═══ RECORDS FOR THE TASK
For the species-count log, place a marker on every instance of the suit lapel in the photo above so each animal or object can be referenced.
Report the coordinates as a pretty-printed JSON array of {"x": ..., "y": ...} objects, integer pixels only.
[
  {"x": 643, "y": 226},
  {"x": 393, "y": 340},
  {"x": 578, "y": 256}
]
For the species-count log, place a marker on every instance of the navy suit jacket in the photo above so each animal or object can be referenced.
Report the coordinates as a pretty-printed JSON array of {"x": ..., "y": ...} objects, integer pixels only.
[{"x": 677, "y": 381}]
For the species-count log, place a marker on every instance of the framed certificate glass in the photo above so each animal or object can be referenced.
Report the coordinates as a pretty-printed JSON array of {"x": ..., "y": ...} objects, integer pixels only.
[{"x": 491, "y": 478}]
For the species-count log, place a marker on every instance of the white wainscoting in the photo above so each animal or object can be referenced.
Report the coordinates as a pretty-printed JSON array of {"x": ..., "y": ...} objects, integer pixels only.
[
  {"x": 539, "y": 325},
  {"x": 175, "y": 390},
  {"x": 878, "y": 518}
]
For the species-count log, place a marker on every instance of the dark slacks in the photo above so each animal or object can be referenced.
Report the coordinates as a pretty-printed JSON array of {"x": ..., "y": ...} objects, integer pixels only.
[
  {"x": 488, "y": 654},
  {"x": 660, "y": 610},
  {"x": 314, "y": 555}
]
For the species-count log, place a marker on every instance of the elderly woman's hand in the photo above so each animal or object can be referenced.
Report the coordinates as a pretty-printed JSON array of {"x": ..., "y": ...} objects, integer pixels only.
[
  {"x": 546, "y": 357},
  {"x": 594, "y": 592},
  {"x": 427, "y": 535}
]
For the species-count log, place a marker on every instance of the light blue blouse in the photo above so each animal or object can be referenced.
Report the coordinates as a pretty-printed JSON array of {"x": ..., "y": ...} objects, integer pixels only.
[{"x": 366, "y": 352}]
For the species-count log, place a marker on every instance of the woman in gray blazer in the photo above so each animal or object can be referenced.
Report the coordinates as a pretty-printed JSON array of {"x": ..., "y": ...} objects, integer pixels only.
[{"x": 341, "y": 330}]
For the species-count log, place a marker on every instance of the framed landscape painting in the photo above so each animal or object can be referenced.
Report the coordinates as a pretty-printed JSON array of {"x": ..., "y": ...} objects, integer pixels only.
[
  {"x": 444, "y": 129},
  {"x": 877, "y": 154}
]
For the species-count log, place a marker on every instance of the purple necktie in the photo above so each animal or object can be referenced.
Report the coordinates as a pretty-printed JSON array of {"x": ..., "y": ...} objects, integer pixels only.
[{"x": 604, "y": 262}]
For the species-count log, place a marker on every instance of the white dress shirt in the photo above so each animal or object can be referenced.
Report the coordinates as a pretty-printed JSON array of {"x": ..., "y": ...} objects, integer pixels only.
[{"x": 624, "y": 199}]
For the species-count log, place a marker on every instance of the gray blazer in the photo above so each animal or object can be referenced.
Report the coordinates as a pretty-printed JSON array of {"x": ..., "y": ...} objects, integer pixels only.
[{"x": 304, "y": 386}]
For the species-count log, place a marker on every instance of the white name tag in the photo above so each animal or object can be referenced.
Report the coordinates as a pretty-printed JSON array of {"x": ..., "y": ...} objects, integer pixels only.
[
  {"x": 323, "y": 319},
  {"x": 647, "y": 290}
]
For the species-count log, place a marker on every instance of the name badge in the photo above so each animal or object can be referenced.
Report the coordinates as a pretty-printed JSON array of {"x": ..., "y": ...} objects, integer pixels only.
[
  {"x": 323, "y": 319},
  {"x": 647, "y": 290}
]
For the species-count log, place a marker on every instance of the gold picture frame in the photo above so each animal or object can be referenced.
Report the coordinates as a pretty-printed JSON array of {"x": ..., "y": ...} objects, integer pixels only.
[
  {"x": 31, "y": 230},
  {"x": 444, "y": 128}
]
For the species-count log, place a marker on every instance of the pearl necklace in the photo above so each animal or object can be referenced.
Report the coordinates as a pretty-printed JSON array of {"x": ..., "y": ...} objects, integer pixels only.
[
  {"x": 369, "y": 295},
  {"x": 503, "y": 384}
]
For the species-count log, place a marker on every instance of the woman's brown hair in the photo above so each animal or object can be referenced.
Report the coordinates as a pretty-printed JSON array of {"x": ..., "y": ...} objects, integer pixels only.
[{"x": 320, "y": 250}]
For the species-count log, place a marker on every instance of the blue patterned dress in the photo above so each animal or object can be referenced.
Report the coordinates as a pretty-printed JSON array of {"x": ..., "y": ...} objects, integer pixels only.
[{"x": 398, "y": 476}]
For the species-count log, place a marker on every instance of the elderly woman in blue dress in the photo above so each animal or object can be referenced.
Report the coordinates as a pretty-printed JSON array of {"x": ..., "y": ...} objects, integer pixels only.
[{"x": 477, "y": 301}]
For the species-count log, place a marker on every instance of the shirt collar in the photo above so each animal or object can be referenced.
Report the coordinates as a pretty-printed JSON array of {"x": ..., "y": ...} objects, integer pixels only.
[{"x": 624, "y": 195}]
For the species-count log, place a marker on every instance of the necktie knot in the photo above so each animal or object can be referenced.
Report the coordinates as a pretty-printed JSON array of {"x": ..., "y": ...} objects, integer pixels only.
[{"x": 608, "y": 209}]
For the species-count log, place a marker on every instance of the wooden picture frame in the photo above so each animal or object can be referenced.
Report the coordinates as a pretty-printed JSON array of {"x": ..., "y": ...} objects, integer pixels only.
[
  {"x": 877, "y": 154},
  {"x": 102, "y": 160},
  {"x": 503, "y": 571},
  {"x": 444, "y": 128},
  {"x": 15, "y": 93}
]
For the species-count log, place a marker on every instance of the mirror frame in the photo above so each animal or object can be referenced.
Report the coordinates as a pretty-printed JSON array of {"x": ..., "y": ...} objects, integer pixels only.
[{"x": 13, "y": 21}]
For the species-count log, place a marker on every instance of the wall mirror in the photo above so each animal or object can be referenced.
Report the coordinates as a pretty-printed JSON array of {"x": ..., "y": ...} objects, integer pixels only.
══════
TASK: Every line above with the word "shirt" is to be copied out.

TASK RESPONSE:
For the species-count log, place a marker on every instance of the white dress shirt in the photo above so each animal or object can be referenced.
For the species-count log, place a marker on every instance of the shirt collar in the photo above so each animal or object can be referenced.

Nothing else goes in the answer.